[FRAGMENTO]
++++

Los heraldos del
liberal-progresismo no se cansan de promocionar las denominadas «luchas contra
toda discriminación», pero no mencionan la más obscena de las discriminaciones,
la de clase; y de hecho acaban legitimándola implícitamente.
Hegemonía neoliberal: la violencia simbólica del Poder
El Viejo Topo
26 agosto, 2024
A la luz de
la hegemonía de los grupos dominantes se explica la, cada vez
más evidente, redefinición de la Escuela y de la Universidad como avanzadillas
del pensamiento único políticamente correcto (liberal-libertario, tecno-científico y radical-progresista),
dirigido a modelar a las generaciones más jóvenes según los dictados del nuevo
orden mental. Se basa en lo que Joel Kotkin ha denominado gentry
liberalism, el hodierno «liberalismo para las clases privilegiadas»,
funcional al dominio del reducidísimo círculo de globócratas de
nivel superior.
La ironía
despiadada de la que es capaz la Historia, encuentra su locus
revelationis privilegiado en la metabolización del concepto gramsciano de
«hegemonía» por parte de los hierofantes del orden neoliberal. Hegemonía,
en el entramado de los Cuadernos de la cárcel, remite a un poder
gestionado mediante el consenso y, por tanto, a través de la
metabolización del orden dominante también por parte de
aquellos que, desde el polo opuesto, deberían tener todo el interés en
impugnarlo operativamente.
La hegemonía (del
griego ἡγεμονικός, «aquello que tiene capacidad de mandar»)
alude, para Gramsci, a la capacidad de una clase para
saber traducir sus propias reivindicaciones económicas en sentido político y
cultural por vía de la «catarsis». Esta última coincide con el momento
del delicado tránsito de lo económico a lo político, de lo objetivo a lo
subjetivo o, con las palabras de los Cuadernos, «del momento
meramente económico (o egoísta-pasional) al momento ético-político, esto es, la
elaboración superior de la estructura en superestructura en la conciencia de
los hombres”. Así entendida, la hegemonía se corresponde con
una expresión de poder fundada esencialmente sobre el consenso, o
sea en la capacidad de lograr –a través de la persuasión y la mediación
cultural– la adhesión de un grupo a un determinado proyecto político-cultural.

++++

Entradas de señalamiento de objetos etiquetados
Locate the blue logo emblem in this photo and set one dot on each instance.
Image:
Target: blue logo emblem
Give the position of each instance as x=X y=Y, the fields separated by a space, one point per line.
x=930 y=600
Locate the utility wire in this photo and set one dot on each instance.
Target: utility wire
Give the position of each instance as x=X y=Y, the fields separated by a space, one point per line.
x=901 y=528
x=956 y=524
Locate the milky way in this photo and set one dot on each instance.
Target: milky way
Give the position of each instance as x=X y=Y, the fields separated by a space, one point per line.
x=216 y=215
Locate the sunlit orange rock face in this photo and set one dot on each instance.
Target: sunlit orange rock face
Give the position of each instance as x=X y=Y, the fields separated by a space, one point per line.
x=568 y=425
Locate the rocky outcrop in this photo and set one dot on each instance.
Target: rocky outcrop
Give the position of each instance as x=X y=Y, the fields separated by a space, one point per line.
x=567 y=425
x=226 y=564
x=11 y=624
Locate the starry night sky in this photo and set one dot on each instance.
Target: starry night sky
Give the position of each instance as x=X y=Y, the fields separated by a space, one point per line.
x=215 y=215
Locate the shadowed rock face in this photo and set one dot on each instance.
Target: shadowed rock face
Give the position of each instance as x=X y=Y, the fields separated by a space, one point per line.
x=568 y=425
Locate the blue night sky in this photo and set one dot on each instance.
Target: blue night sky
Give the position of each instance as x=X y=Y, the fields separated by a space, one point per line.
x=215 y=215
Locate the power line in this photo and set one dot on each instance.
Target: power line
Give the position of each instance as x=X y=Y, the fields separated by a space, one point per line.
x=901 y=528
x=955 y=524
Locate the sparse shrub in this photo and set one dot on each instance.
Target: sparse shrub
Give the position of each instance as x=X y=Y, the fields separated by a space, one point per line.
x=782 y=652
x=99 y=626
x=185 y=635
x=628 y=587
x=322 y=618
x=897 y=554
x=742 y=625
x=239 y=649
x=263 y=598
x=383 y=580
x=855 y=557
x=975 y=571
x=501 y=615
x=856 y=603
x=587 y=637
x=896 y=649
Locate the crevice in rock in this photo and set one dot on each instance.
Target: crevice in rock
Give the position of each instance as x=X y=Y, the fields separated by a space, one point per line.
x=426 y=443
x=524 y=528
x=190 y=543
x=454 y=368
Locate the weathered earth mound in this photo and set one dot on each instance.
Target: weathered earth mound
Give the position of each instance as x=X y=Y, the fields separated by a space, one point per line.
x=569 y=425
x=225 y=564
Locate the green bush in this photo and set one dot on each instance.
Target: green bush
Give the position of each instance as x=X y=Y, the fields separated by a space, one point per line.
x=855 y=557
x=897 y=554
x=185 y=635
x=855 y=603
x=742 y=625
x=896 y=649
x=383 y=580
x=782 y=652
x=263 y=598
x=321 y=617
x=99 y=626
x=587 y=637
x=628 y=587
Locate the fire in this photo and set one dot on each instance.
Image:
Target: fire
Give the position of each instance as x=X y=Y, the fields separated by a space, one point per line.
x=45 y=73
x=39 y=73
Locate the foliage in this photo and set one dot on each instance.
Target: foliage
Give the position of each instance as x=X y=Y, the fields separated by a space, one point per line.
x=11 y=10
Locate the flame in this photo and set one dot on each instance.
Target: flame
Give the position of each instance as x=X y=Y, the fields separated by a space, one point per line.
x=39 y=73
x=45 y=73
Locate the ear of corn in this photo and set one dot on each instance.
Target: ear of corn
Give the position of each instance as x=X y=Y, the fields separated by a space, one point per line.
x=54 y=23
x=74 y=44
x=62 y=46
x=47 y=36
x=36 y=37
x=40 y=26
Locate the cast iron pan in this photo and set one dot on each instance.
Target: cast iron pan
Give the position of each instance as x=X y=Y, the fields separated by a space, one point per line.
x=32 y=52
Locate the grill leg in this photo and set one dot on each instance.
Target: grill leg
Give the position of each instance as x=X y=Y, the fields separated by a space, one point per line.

++++

[OBJETIVO DEL EJERCICIO] Retoma el texto sobre la hegemonía neoliberal y continúalo a partir de su última oración.

[RESULTADO DE LA TAREA]
El paradójico
elemento gramsciano del neoliberalismo reside en las energías
desplegadas en todas direcciones y en todos los ámbitos para ejercer la hegemonía,
para colonizar el imaginario, para producir la conformidad universal al
proyecto turbocapitalista y –con la fórmula thatcheriana– para
«cambiar el alma» (change the soul) de las personas.
En suma,
la estructura del orden mundial del turbocapitalismo genera a
su propia imagen y semejanza la superestructura del nuevo
orden mental de consumación, que los maîtres à penser del
neoliberalismo se afanan con celo en implantar universalmente como mappa
mundi de referencia también para las clases subalternas. Nunca antes
los grupos dominados –defraudados de su visión y de su proyecto redentor–
habían sido domeñados material y simbólicamente como hoy, resultando a un
tiempo sumisos y subalternos. Es un teorema tan antiguo como la caverna umbría
y brumosa de la que escribe Platón: el esclavo ideal es aquel que
no sabe que lo es y que, además, habiendo introyectado su propio cautiverio,
confundiéndolo con la única realidad posible, lucha con decisión en defensa de
sus propias cadenas.
El mantra fundamental
del orden hegemónico, del que descienden todos los demás,
niega a priori la viabilidad o incluso la mera existencia de
vías alternativas respecto a la neoliberal (there is no alternative). En
este sentido, los apóstoles del evangelio competitivista liberal-financiero son
adoradores y portaestandartes del «realismo capitalista» codificado
por Mark Fisher. Se parecen –con la imagen de Brecht– a
los pintores que cubren de naturalezas muertas las paredes de una nave que se
está hundiendo; contribuyen a fortalecer y universalizar la sensación
generalizada de que el capitalismo, como régimen de producción y existencia, es
el único paradigma social, político y económico viable y que, en consecuencia,
es imposible siquiera imaginar una alternativa coherente.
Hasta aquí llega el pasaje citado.